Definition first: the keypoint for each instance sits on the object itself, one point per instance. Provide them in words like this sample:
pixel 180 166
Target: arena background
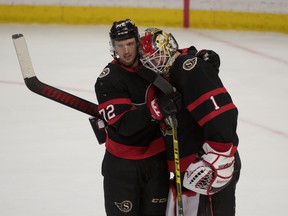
pixel 257 15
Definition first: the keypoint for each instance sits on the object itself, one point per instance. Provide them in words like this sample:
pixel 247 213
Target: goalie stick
pixel 167 88
pixel 55 94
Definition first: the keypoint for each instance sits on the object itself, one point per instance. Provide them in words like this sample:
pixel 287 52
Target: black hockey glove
pixel 209 56
pixel 166 105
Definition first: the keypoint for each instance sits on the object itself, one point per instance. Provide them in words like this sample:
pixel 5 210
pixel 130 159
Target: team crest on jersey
pixel 189 64
pixel 125 206
pixel 104 73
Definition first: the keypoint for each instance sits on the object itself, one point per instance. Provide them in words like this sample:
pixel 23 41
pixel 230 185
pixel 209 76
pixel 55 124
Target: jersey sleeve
pixel 117 108
pixel 208 102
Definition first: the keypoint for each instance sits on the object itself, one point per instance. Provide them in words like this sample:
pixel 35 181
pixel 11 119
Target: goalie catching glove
pixel 211 174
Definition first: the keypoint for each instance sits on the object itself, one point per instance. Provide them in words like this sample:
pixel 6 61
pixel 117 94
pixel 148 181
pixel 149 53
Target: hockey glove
pixel 209 56
pixel 211 174
pixel 166 105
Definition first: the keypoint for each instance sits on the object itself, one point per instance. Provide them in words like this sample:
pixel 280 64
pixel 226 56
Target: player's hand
pixel 209 56
pixel 166 105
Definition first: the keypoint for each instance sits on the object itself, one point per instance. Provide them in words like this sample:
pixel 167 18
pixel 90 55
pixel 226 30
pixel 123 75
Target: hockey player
pixel 209 161
pixel 136 177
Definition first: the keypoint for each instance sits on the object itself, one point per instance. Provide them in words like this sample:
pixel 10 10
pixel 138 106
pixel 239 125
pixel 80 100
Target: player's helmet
pixel 122 30
pixel 157 50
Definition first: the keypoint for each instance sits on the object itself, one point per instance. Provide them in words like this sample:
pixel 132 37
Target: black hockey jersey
pixel 209 114
pixel 122 96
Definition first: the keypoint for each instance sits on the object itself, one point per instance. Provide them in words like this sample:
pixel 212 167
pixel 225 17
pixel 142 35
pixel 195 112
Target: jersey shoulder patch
pixel 105 72
pixel 190 63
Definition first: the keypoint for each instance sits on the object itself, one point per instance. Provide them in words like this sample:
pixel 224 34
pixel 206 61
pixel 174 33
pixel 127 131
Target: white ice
pixel 50 161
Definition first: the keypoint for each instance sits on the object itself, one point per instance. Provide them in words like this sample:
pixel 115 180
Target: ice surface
pixel 50 161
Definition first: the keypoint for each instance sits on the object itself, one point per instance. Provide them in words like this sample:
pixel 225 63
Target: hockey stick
pixel 45 90
pixel 167 88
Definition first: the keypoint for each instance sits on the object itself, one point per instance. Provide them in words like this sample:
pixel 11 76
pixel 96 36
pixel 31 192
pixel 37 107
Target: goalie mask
pixel 122 30
pixel 157 50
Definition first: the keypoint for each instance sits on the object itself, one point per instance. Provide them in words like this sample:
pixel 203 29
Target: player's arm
pixel 118 111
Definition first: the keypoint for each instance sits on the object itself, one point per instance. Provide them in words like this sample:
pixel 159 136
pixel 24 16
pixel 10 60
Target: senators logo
pixel 104 73
pixel 125 206
pixel 189 64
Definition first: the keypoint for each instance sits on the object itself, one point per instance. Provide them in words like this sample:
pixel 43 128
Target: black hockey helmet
pixel 123 29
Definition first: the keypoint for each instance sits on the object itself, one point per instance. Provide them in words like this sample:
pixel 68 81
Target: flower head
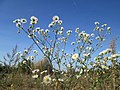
pixel 23 20
pixel 35 76
pixel 47 79
pixel 75 56
pixel 34 20
pixel 55 18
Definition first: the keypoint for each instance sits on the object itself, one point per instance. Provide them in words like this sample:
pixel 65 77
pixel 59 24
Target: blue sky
pixel 74 13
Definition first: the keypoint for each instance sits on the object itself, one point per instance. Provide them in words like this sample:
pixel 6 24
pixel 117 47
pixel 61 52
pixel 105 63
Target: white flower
pixel 75 56
pixel 35 76
pixel 23 20
pixel 34 20
pixel 47 79
pixel 96 23
pixel 55 18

---

REQUIREMENTS
Copy the lines from the first one through the line with "pixel 257 15", keeping every word and mark unchanged, and leave the pictures out of your copy.

COMPLETE RESPONSE
Definition first: the keypoint for each instance sits on the object itself, one point per instance. Provide them in words like this sample:
pixel 180 166
Target: arena background
pixel 257 15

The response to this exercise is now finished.